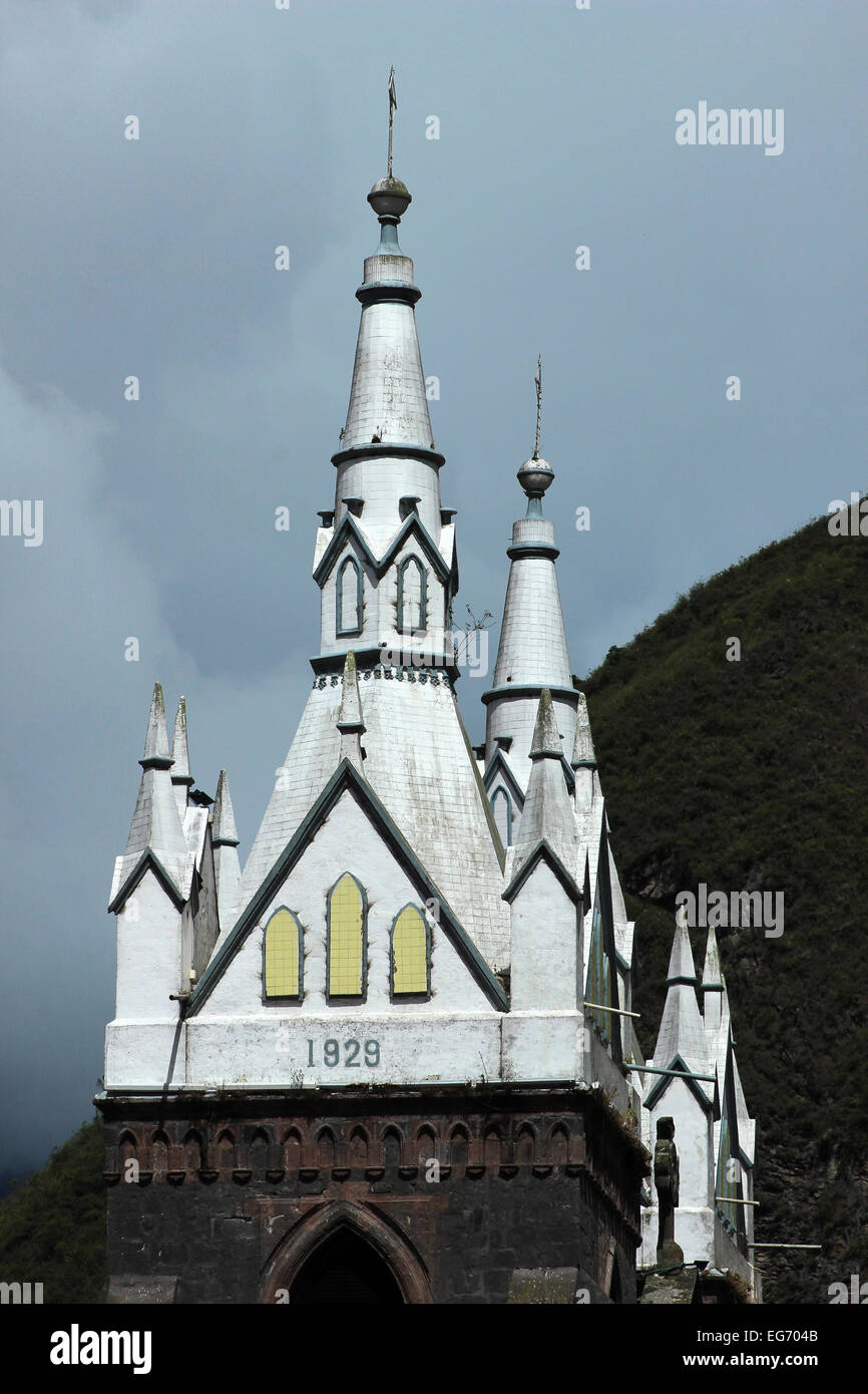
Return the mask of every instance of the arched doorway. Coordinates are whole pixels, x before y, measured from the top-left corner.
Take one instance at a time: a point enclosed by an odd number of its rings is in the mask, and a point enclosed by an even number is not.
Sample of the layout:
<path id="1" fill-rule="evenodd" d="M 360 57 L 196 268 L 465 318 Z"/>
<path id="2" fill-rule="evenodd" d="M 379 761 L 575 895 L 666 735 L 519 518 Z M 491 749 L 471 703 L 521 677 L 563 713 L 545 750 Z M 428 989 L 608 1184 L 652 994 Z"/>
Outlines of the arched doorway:
<path id="1" fill-rule="evenodd" d="M 389 1264 L 346 1225 L 313 1250 L 290 1289 L 293 1305 L 401 1305 L 403 1301 Z"/>
<path id="2" fill-rule="evenodd" d="M 333 1296 L 341 1271 L 344 1295 Z M 277 1242 L 262 1273 L 259 1301 L 415 1305 L 433 1299 L 422 1256 L 376 1206 L 327 1200 Z"/>

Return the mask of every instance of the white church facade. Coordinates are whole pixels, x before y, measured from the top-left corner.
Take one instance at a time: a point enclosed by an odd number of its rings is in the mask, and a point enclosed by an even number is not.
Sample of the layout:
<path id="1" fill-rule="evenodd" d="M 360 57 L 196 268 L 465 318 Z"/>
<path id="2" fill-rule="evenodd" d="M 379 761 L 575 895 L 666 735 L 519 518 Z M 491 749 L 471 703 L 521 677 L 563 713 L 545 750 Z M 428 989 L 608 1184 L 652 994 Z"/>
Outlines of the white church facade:
<path id="1" fill-rule="evenodd" d="M 630 1303 L 687 1269 L 706 1301 L 757 1298 L 713 931 L 699 979 L 676 926 L 652 1059 L 634 1030 L 538 449 L 485 744 L 464 729 L 411 199 L 389 176 L 368 201 L 319 655 L 244 867 L 226 771 L 194 788 L 184 698 L 170 744 L 153 691 L 109 906 L 109 1299 Z"/>

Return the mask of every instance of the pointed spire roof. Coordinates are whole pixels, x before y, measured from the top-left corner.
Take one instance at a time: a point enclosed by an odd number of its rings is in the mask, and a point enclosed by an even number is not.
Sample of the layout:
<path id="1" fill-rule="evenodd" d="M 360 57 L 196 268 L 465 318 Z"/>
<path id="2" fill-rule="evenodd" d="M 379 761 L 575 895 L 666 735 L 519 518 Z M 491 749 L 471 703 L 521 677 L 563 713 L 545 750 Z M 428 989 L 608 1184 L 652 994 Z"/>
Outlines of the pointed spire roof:
<path id="1" fill-rule="evenodd" d="M 563 742 L 557 730 L 557 717 L 555 715 L 552 693 L 548 687 L 543 687 L 539 694 L 539 707 L 536 708 L 536 723 L 531 739 L 529 756 L 531 760 L 542 760 L 548 756 L 553 756 L 556 760 L 560 760 L 563 756 Z"/>
<path id="2" fill-rule="evenodd" d="M 720 951 L 713 926 L 708 931 L 705 945 L 705 966 L 702 969 L 702 1016 L 706 1030 L 716 1030 L 723 1020 L 723 1008 L 729 1016 L 729 1002 L 726 999 L 726 984 L 720 969 Z"/>
<path id="3" fill-rule="evenodd" d="M 697 1002 L 697 969 L 692 949 L 690 947 L 690 931 L 687 928 L 687 910 L 680 906 L 676 914 L 676 933 L 669 956 L 669 972 L 666 974 L 666 1005 L 660 1019 L 660 1032 L 651 1064 L 660 1069 L 669 1069 L 673 1059 L 684 1061 L 687 1069 L 699 1075 L 709 1075 L 709 1048 L 705 1037 L 699 1004 Z M 699 1080 L 697 1089 L 712 1097 L 713 1086 Z M 651 1087 L 660 1090 L 660 1083 L 651 1076 Z"/>
<path id="4" fill-rule="evenodd" d="M 336 726 L 340 730 L 340 758 L 351 760 L 355 768 L 361 772 L 361 737 L 364 736 L 366 728 L 362 719 L 362 700 L 358 691 L 358 672 L 352 650 L 350 650 L 344 659 L 343 691 Z"/>
<path id="5" fill-rule="evenodd" d="M 139 760 L 139 765 L 142 769 L 170 769 L 171 763 L 163 684 L 155 683 L 148 714 L 148 730 L 145 732 L 145 754 Z"/>
<path id="6" fill-rule="evenodd" d="M 517 852 L 535 846 L 542 838 L 550 843 L 564 866 L 573 868 L 577 827 L 564 778 L 557 717 L 548 687 L 543 687 L 536 710 L 531 740 L 531 778 L 516 835 Z"/>
<path id="7" fill-rule="evenodd" d="M 539 376 L 535 382 L 539 422 Z M 570 712 L 575 710 L 577 698 L 555 570 L 560 555 L 555 545 L 555 524 L 542 516 L 542 499 L 555 480 L 555 471 L 535 450 L 517 478 L 528 506 L 525 516 L 513 523 L 513 545 L 507 548 L 510 577 L 493 684 L 482 700 L 488 708 L 488 758 L 493 756 L 497 736 L 511 736 L 510 764 L 524 782 L 529 775 L 525 761 L 539 693 L 548 687 L 556 704 L 561 708 L 568 704 Z M 561 723 L 564 715 L 561 710 Z"/>
<path id="8" fill-rule="evenodd" d="M 217 779 L 217 792 L 215 795 L 215 807 L 212 811 L 212 841 L 215 848 L 238 846 L 235 814 L 233 811 L 233 800 L 228 792 L 228 775 L 226 774 L 226 769 L 220 771 L 220 778 Z"/>
<path id="9" fill-rule="evenodd" d="M 389 173 L 376 181 L 368 202 L 380 224 L 376 252 L 365 258 L 365 279 L 355 296 L 362 318 L 352 368 L 340 463 L 347 452 L 397 453 L 400 445 L 433 452 L 425 378 L 417 339 L 414 305 L 421 296 L 414 266 L 398 245 L 398 223 L 412 202 L 403 180 L 392 173 L 392 100 L 389 103 Z M 378 452 L 375 447 L 382 446 Z M 442 456 L 436 457 L 442 463 Z M 403 488 L 400 492 L 407 493 Z M 396 499 L 397 503 L 397 499 Z"/>
<path id="10" fill-rule="evenodd" d="M 210 821 L 210 839 L 215 856 L 215 882 L 217 891 L 217 917 L 220 934 L 227 934 L 238 917 L 238 891 L 241 885 L 241 863 L 238 861 L 238 834 L 235 814 L 228 792 L 228 775 L 220 771 L 217 792 Z"/>
<path id="11" fill-rule="evenodd" d="M 118 859 L 113 882 L 113 902 L 124 882 L 137 868 L 142 856 L 150 852 L 169 873 L 177 888 L 185 884 L 188 861 L 187 839 L 176 803 L 169 771 L 169 730 L 163 689 L 155 683 L 145 736 L 145 754 L 139 760 L 142 778 L 127 838 L 127 849 Z"/>
<path id="12" fill-rule="evenodd" d="M 178 711 L 174 719 L 174 736 L 171 740 L 171 782 L 176 790 L 178 813 L 184 817 L 187 809 L 187 795 L 194 785 L 189 772 L 189 744 L 187 740 L 187 698 L 178 700 Z"/>
<path id="13" fill-rule="evenodd" d="M 683 905 L 679 906 L 679 913 L 676 914 L 676 933 L 672 941 L 672 953 L 669 955 L 666 983 L 670 986 L 673 983 L 697 986 L 697 967 L 690 947 L 690 930 L 687 928 L 687 909 Z"/>
<path id="14" fill-rule="evenodd" d="M 575 740 L 573 742 L 574 769 L 596 769 L 596 754 L 594 751 L 594 737 L 591 735 L 591 718 L 588 717 L 588 698 L 578 694 L 578 708 L 575 711 Z"/>

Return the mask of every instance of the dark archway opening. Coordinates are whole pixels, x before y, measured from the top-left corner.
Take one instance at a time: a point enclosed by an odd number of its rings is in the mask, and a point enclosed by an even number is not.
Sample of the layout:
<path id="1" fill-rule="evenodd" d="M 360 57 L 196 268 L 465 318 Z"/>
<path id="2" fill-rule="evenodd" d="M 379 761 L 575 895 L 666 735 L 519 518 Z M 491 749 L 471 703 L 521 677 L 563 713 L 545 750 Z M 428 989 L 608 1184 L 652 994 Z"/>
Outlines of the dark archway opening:
<path id="1" fill-rule="evenodd" d="M 403 1303 L 389 1264 L 364 1239 L 350 1230 L 320 1243 L 301 1267 L 291 1303 Z"/>

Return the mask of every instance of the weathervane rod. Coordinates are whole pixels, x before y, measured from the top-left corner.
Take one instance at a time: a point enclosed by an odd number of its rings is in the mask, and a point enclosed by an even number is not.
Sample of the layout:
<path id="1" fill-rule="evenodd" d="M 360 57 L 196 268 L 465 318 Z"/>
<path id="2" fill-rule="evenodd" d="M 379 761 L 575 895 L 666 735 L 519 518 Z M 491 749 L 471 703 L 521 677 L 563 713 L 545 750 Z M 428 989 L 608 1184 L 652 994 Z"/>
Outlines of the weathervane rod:
<path id="1" fill-rule="evenodd" d="M 398 99 L 394 91 L 394 68 L 392 68 L 389 74 L 389 169 L 387 169 L 389 178 L 392 178 L 392 120 L 397 109 L 397 105 Z"/>
<path id="2" fill-rule="evenodd" d="M 542 354 L 536 360 L 536 376 L 534 378 L 536 383 L 536 438 L 534 441 L 534 459 L 539 459 L 539 421 L 542 417 Z"/>

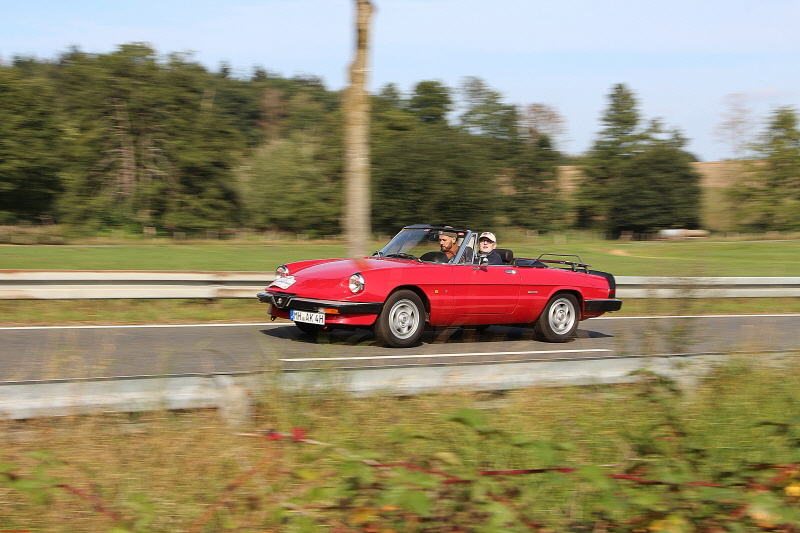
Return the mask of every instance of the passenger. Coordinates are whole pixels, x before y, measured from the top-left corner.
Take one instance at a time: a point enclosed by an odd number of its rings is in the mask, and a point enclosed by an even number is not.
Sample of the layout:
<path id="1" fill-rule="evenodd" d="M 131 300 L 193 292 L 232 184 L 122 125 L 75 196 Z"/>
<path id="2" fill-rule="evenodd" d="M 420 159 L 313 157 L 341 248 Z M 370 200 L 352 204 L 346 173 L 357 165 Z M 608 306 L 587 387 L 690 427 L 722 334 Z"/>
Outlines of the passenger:
<path id="1" fill-rule="evenodd" d="M 439 249 L 444 252 L 448 261 L 452 261 L 458 253 L 458 245 L 456 244 L 458 234 L 455 231 L 448 231 L 447 228 L 450 228 L 450 226 L 445 226 L 445 231 L 439 232 Z"/>
<path id="2" fill-rule="evenodd" d="M 502 265 L 503 259 L 500 254 L 494 251 L 497 248 L 497 238 L 491 231 L 484 231 L 478 237 L 478 257 L 486 258 L 489 260 L 490 265 Z"/>

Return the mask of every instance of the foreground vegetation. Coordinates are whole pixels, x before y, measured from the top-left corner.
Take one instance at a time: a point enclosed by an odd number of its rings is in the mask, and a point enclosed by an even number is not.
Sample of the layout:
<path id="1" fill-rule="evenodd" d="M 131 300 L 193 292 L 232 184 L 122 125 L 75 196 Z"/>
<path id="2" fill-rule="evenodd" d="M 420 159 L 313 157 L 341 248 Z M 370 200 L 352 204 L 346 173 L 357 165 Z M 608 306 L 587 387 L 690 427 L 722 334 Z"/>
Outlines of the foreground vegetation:
<path id="1" fill-rule="evenodd" d="M 497 232 L 516 257 L 578 254 L 593 268 L 617 276 L 800 276 L 796 234 L 767 239 L 620 241 L 589 233 L 526 236 Z M 375 240 L 378 250 L 386 239 Z M 343 257 L 341 241 L 289 239 L 235 241 L 84 241 L 68 246 L 2 246 L 0 269 L 23 270 L 238 270 L 274 272 L 282 263 Z"/>
<path id="2" fill-rule="evenodd" d="M 759 363 L 754 361 L 759 360 Z M 0 528 L 798 531 L 798 358 L 636 384 L 0 422 Z"/>

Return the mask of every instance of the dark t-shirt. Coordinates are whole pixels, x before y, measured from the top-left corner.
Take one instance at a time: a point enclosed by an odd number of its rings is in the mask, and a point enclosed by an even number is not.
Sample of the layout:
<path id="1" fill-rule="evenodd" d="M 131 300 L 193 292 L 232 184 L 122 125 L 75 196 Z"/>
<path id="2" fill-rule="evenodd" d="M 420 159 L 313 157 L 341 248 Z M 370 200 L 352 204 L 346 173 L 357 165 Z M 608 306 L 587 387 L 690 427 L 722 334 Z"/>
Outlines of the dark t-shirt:
<path id="1" fill-rule="evenodd" d="M 502 265 L 503 259 L 500 257 L 500 254 L 492 250 L 488 254 L 486 254 L 486 259 L 489 260 L 490 265 Z"/>

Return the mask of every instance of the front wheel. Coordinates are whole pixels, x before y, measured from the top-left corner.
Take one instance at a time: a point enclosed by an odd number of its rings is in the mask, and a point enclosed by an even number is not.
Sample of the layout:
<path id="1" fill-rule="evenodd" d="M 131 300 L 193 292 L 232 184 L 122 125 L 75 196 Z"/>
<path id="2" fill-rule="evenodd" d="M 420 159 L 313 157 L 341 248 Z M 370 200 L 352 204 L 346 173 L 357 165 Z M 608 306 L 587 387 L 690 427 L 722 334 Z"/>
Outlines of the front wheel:
<path id="1" fill-rule="evenodd" d="M 425 329 L 425 306 L 414 291 L 397 291 L 386 300 L 375 323 L 375 337 L 394 348 L 414 346 Z"/>
<path id="2" fill-rule="evenodd" d="M 317 333 L 323 329 L 319 324 L 310 324 L 308 322 L 295 322 L 294 325 L 300 328 L 300 331 L 312 337 L 316 337 Z"/>
<path id="3" fill-rule="evenodd" d="M 536 335 L 549 342 L 567 342 L 575 337 L 580 320 L 578 299 L 572 294 L 556 294 L 533 325 Z"/>

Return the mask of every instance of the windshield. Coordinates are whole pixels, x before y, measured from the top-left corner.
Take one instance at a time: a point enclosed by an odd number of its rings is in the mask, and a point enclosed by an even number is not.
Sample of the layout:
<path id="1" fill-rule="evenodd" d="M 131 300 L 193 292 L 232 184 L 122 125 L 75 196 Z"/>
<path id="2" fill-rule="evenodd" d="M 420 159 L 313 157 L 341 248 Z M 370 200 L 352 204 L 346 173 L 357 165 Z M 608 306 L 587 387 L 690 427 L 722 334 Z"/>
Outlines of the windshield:
<path id="1" fill-rule="evenodd" d="M 441 251 L 440 233 L 457 235 L 455 257 L 449 259 Z M 376 252 L 381 257 L 419 259 L 432 263 L 472 262 L 475 249 L 475 234 L 469 230 L 456 230 L 442 227 L 403 228 L 389 243 Z M 454 249 L 455 250 L 455 249 Z"/>

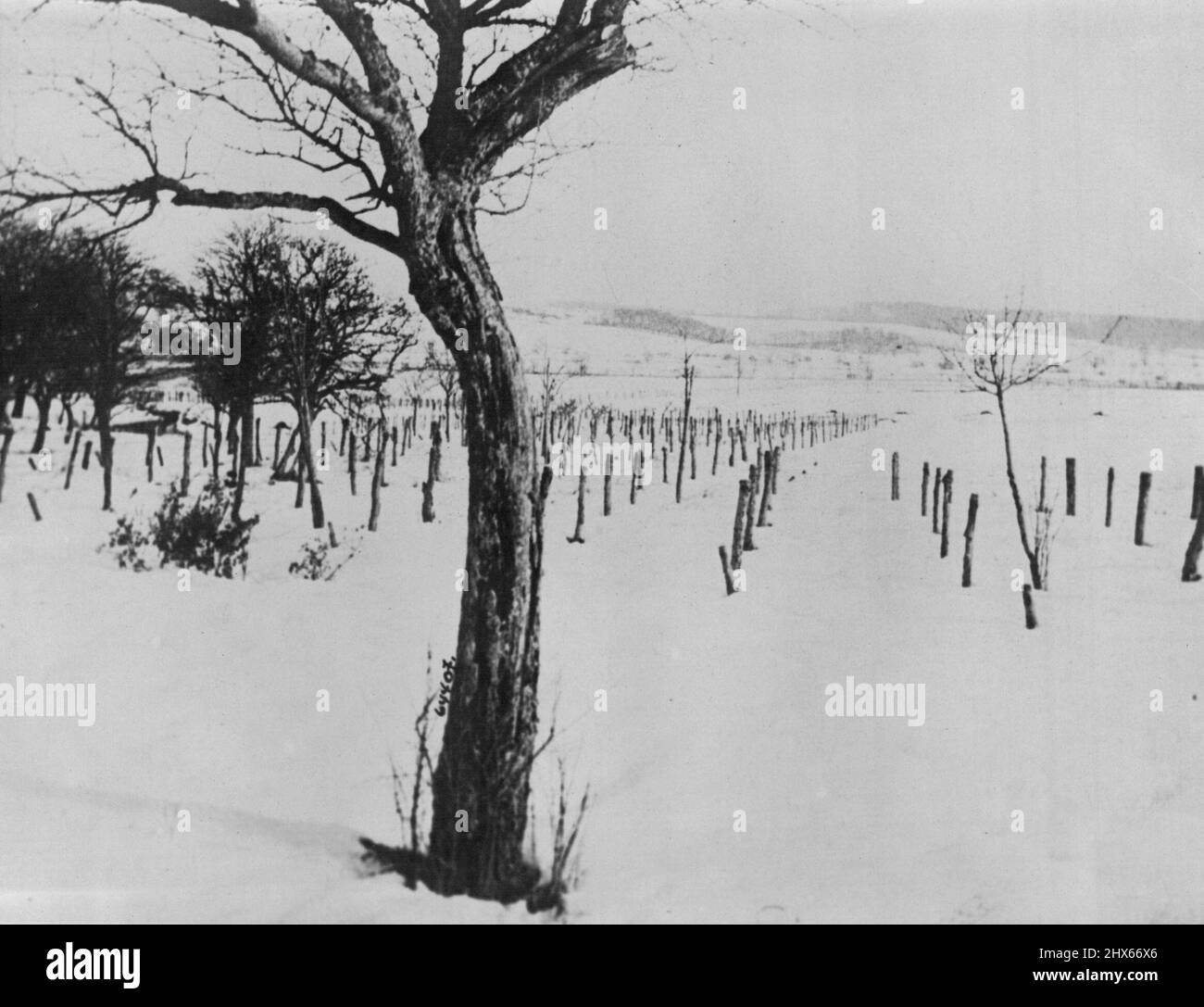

········

▸ **EXERCISE TASK**:
Turn the stretch of data from the line containing "Return the mask of every instance of the pointed" through the line containing "720 951 L 713" into a two-column CSV with the headers input and output. Give one row per item, with its text under input and its answer under output, each in a single quoted field with line breaks replaced by spaces.

▸ **COMPLETE OUTPUT**:
input,output
"Return the mask of every instance of the pointed spire roof. Coordinates are whole pixels, x before y, measured from the top-left corner. Take one instance at a time: a point enclosed by an odd number of its rings is in the mask, and a point enclosed by an even number is not. Sample of the layout: <path id=""1"" fill-rule=""evenodd"" d=""M 360 57 L 196 268 L 465 318 Z""/> <path id=""2"" fill-rule=""evenodd"" d=""M 379 761 L 575 895 L 666 735 L 519 518 Z M 491 749 L 471 703 L 521 677 L 563 713 L 545 750 Z M 428 989 L 608 1184 L 652 994 Z""/> Outlines of the pointed spire roof:","<path id=""1"" fill-rule=""evenodd"" d=""M 563 742 L 557 730 L 557 717 L 555 715 L 552 693 L 548 687 L 543 687 L 539 694 L 539 707 L 536 708 L 536 723 L 531 739 L 529 756 L 531 760 L 542 760 L 548 756 L 553 756 L 556 760 L 560 760 L 563 756 Z""/> <path id=""2"" fill-rule=""evenodd"" d=""M 720 951 L 713 926 L 708 931 L 705 945 L 705 966 L 702 969 L 702 1016 L 706 1030 L 716 1030 L 723 1020 L 723 1008 L 729 1016 L 729 1002 L 726 999 L 726 984 L 720 969 Z""/>"